■ Work task ■
Skip every image and restate the data word for word.

[Stored data entries]
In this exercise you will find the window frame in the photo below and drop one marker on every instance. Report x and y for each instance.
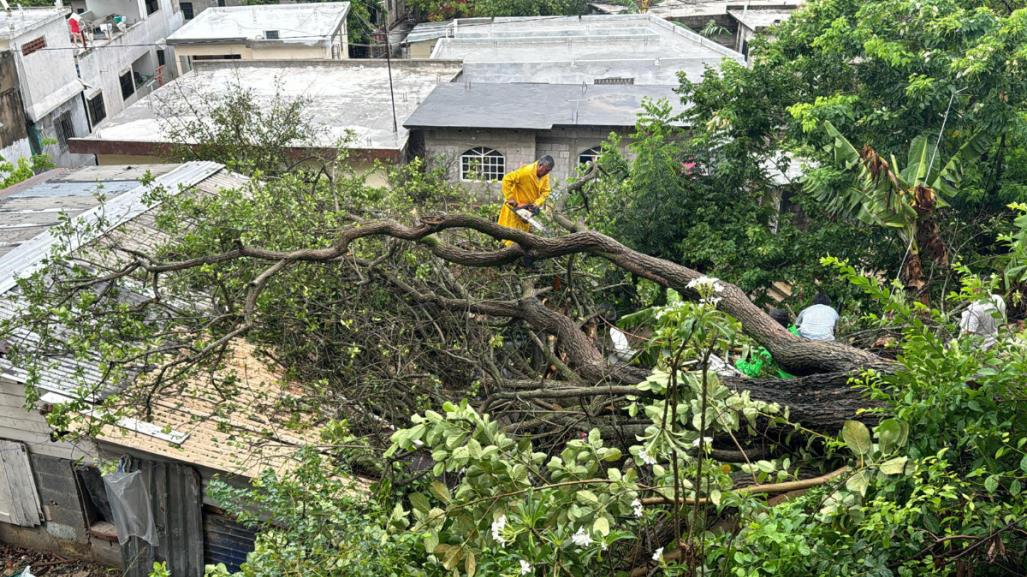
(33, 45)
(131, 82)
(64, 127)
(91, 108)
(488, 171)
(592, 153)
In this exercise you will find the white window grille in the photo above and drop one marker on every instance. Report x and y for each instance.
(481, 163)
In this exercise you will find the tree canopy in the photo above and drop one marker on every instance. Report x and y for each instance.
(504, 427)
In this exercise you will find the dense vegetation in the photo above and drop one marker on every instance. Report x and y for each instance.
(479, 396)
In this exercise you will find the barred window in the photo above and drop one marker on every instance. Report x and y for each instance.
(33, 45)
(481, 163)
(97, 109)
(590, 155)
(127, 86)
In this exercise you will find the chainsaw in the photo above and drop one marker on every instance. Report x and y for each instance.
(529, 217)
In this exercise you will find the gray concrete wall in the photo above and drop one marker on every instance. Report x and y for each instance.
(64, 530)
(11, 112)
(519, 147)
(446, 146)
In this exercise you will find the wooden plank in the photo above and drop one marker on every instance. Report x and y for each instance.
(41, 445)
(26, 509)
(6, 500)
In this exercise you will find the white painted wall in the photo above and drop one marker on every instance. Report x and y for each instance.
(20, 149)
(47, 77)
(102, 66)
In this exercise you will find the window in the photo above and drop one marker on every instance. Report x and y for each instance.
(65, 129)
(127, 86)
(97, 109)
(590, 155)
(217, 56)
(482, 163)
(33, 45)
(614, 80)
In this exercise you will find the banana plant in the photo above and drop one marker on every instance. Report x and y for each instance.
(881, 193)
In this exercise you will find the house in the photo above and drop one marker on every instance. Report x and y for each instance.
(727, 29)
(549, 85)
(753, 21)
(121, 56)
(51, 495)
(640, 48)
(350, 104)
(266, 32)
(45, 81)
(482, 131)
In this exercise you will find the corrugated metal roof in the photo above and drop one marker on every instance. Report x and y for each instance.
(64, 375)
(28, 257)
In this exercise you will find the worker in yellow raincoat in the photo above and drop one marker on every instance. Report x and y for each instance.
(528, 187)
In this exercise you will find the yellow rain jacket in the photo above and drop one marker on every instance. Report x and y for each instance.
(524, 187)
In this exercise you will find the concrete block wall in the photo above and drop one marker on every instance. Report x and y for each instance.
(565, 145)
(446, 146)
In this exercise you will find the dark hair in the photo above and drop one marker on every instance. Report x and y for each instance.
(781, 315)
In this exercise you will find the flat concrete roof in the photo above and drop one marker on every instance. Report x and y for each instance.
(21, 21)
(343, 98)
(296, 24)
(573, 39)
(660, 72)
(758, 18)
(674, 9)
(538, 107)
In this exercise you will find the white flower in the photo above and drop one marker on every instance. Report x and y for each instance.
(497, 529)
(581, 538)
(708, 282)
(712, 301)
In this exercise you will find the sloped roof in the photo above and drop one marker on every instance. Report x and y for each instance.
(34, 207)
(538, 107)
(255, 427)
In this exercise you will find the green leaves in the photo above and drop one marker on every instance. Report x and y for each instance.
(857, 436)
(892, 434)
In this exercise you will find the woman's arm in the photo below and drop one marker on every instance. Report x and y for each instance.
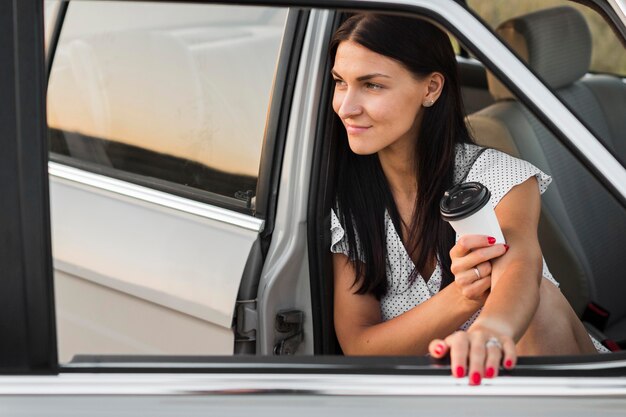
(514, 297)
(359, 325)
(517, 275)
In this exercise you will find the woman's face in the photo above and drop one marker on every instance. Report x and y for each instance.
(378, 100)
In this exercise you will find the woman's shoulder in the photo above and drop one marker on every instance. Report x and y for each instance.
(499, 171)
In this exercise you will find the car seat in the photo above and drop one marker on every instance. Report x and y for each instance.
(582, 226)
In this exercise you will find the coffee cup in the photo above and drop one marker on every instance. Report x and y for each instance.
(466, 207)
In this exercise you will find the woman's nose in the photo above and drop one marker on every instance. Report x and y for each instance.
(350, 107)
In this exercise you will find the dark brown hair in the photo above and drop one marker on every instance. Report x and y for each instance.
(362, 192)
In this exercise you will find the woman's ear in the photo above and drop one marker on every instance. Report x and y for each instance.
(435, 82)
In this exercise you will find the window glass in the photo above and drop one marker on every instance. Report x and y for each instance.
(605, 43)
(165, 94)
(586, 72)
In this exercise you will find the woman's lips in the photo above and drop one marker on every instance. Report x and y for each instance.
(356, 129)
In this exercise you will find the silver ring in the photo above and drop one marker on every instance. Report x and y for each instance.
(477, 273)
(493, 341)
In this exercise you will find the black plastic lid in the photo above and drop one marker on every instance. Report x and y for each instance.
(463, 200)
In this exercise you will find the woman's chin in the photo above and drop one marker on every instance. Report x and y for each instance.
(360, 148)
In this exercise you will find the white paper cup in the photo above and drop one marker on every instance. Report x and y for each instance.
(466, 206)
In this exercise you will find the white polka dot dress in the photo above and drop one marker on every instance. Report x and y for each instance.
(499, 172)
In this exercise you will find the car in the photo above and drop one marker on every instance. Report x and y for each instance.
(182, 259)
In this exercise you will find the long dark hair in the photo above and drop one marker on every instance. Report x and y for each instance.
(362, 191)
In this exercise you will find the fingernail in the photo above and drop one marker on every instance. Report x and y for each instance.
(475, 379)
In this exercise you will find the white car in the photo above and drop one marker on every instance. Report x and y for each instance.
(191, 171)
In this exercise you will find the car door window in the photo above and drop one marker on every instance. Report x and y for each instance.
(592, 84)
(170, 96)
(149, 102)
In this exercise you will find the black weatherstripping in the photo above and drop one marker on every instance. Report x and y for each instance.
(161, 171)
(28, 339)
(613, 365)
(318, 217)
(278, 121)
(56, 34)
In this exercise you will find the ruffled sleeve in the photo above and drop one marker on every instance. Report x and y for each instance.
(338, 238)
(500, 172)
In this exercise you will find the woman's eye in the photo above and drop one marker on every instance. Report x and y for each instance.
(373, 86)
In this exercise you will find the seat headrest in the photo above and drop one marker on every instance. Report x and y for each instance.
(556, 44)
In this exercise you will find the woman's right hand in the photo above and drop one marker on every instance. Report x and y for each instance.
(471, 265)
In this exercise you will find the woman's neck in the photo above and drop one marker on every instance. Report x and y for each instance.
(399, 168)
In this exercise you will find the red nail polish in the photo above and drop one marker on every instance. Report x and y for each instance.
(475, 379)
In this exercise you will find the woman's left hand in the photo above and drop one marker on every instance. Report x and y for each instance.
(478, 353)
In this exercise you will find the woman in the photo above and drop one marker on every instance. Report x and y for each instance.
(402, 284)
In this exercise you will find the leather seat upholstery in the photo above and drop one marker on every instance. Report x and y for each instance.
(583, 248)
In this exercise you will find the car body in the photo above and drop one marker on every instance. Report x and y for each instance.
(154, 273)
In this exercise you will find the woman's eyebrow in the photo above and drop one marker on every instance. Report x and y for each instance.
(362, 77)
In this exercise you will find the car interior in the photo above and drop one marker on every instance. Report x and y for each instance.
(581, 222)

■ Completed exercise ■
In this exercise you will find the window frame in the photo below and drop one marker on every instance. Report x and y for each instance.
(33, 45)
(131, 82)
(64, 127)
(91, 108)
(488, 171)
(592, 153)
In this exercise you will find the white window grille in the photo above and drop one marker on every instance. Report x and y for each instance.
(481, 163)
In this exercise you will find the tree canopy in the photo above and drop one marker on every instance. Report x and y for each instance.
(504, 427)
In this exercise you will find the dense vegetation in the photo above and drop one marker on every instance. Report x and y for each instance.
(479, 396)
In this exercise you will find the barred window in the photo above and drop one marker on every instance. Report x and y for each instance.
(33, 45)
(481, 163)
(97, 109)
(590, 155)
(127, 86)
In this exercise you will find the chainsaw in the photo above and drop one marker on every instance. Report x and y for each instance.
(529, 217)
In this exercise you will find the gray concrete wall in the photo above and drop one marker on every instance. Report x and y for each instance.
(64, 530)
(11, 112)
(519, 147)
(446, 146)
In this exercise you will find the wooden plank in the photo above and drop one marker on every instance. Report x and y for each instance.
(41, 445)
(26, 509)
(6, 500)
In this exercise you will find the white painted wall in the photo above and drop one marker on every instance. Report x and y for each instance.
(20, 149)
(47, 77)
(102, 66)
In this exercise you will find the window in the photo above and drop one marker on every instance. Report x and y for each instance.
(65, 129)
(127, 86)
(97, 109)
(590, 155)
(217, 56)
(482, 163)
(33, 45)
(614, 80)
In this exercise you will find the banana plant in the photo above and drop one marker on every instance. Report x and y for each instance.
(881, 193)
In this exercise you will find the house in the photo above and drop one marker on every instance. Report x and y for each instance.
(727, 29)
(549, 85)
(753, 21)
(121, 56)
(51, 495)
(640, 48)
(350, 104)
(266, 32)
(45, 81)
(482, 131)
In this exercise you will find the corrugated metal roof in the photo above and drop one marker on every instance. Report x and y for each instance.
(64, 375)
(28, 257)
In this exercise you will find the worker in yellow raincoat in the photo above and drop one marker on every instance. Report x and y for each instance.
(528, 187)
In this exercise you will find the yellow rain jacket in the photo above and drop one marker on every instance. Report x and y for each instance.
(524, 187)
In this exercise you will find the concrete block wall in the photo above and drop one marker on every instance. Report x and y for each instance.
(565, 145)
(446, 146)
In this exercise you will find the dark hair in the photo above and drop one marker on every instance. Report x and y for each instance.
(781, 315)
In this exercise you will find the flat concrete roof in the photo above and drop one marker on every instance. Report x and y for each instance.
(21, 21)
(343, 98)
(296, 24)
(573, 39)
(660, 72)
(758, 18)
(674, 9)
(538, 107)
In this exercise you will find the white flower in the photo above and drop one marker on every instance. Report x and y for each instance.
(497, 529)
(581, 538)
(708, 282)
(712, 301)
In this exercise you will find the sloped roof in the photo above and drop one marker on every instance. Report x and y for each instance.
(34, 207)
(538, 107)
(255, 427)
In this exercise you will find the green leaves in the photo above and drop one marker on every instance. Report x and y for each instance.
(857, 436)
(892, 434)
In this exercise you will find the woman's arm in the photo below and drop one marker on every instance. Report x and y for each instance.
(514, 297)
(359, 325)
(517, 275)
In this exercise you will find the woman's face in the photo above and drop one marker on every instance. Report x and y for each instance.
(378, 100)
In this exercise you will find the woman's shoulder in the photo above and drop one marker on every instance. Report x and y for each instance.
(499, 171)
In this exercise you will find the car seat in the photo above and drop one marker on every instance. Report x and y for each instance.
(582, 226)
In this exercise you will find the coffee cup in the photo above and drop one marker on every instance. Report x and y for each instance.
(466, 207)
In this exercise you will find the woman's nose in the photo above and drop one marker on every instance. Report x and y for each instance.
(350, 107)
In this exercise you will find the dark brown hair in the photo above and drop one marker on every instance. Report x and y for each instance.
(362, 192)
In this exercise you will find the woman's ear in the photo above and drop one marker on every instance. Report x and y for each instance.
(435, 82)
In this exercise you will find the window glass in the photo above and drop one marker on every instance. Report x and y for each instance.
(605, 43)
(165, 94)
(586, 72)
In this exercise you will find the woman's lips in the photo above and drop one marker on every instance. Report x and y for each instance.
(356, 129)
In this exercise you will find the silver ring in the photo above and drop one marker on every instance. Report x and y for each instance.
(477, 273)
(493, 341)
In this exercise you will find the black plastic lid in the photo above and drop one marker on every instance. Report x and y for each instance.
(463, 200)
In this exercise you will find the woman's chin in the photo above and drop one marker on every instance. Report x and y for each instance.
(360, 148)
In this exercise you will find the white paper cup in the photo above and drop one marker on every instance. Report x and y for each instance.
(466, 206)
In this exercise you will find the white polka dot dress in the photo above and drop one marker on every instance. Report x and y for each instance.
(499, 172)
In this exercise you will find the car in the photo above and drop one marker on every instance. Report x and y for each instance.
(182, 259)
In this exercise you will find the long dark hair in the photo above and drop one marker on every instance. Report x and y for each instance.
(362, 191)
In this exercise you will find the fingernail in the photo above and drop one marker on every instance. Report x and y for each instance.
(475, 379)
In this exercise you will find the white car in the photo above and drop one marker on every instance. Report x and y for each instance.
(191, 171)
In this exercise you will find the car door window in the photo above and drop one marker on every instance. Report x and y for each instance.
(592, 84)
(170, 96)
(149, 102)
In this exercise you will find the black weatherstripping in the photo above and drop one marker on every instance. Report x and y for each instance.
(161, 171)
(28, 339)
(613, 365)
(318, 217)
(278, 121)
(56, 34)
In this exercise you will find the ruffled sleeve in the photo above and drop one marker on every instance. Report x and y for each instance.
(338, 238)
(500, 172)
In this exercise you will find the woman's eye in the photo above and drop one marker on every instance. Report x and y for each instance.
(373, 86)
In this exercise you will find the seat headrest in the photo above and drop one marker on every instance. Report x and y for each instance.
(556, 44)
In this exercise you will find the woman's right hand in the photo above and drop one marker on every instance. Report x and y for each instance.
(471, 265)
In this exercise you will find the woman's neck in the photo above and drop one marker on every instance. Report x and y for each instance.
(399, 168)
In this exercise you will find the red nail polish in the photo above and drop one marker on every instance. Report x and y for each instance.
(475, 379)
In this exercise you will find the woman's left hand in the photo above and drop one marker on every instance. Report x and y for each instance.
(478, 353)
In this exercise you will find the woman in the photo above and drop one marker on every instance. Report x and y for each instance.
(402, 284)
In this exercise you will find the leather seat upholstery in the photo above and drop one marker on every instance. Report x and y for each instance.
(583, 248)
In this exercise you will find the car body in the photo above and drop one marker on every instance. Report x and y for each instance.
(154, 273)
In this exercise you will find the woman's eyebrow in the photo above and drop one marker on every instance. Report x and y for each instance.
(362, 77)
In this exercise you will find the car interior in the photo above and drop one marker on every instance. Report x and y for each instance.
(581, 222)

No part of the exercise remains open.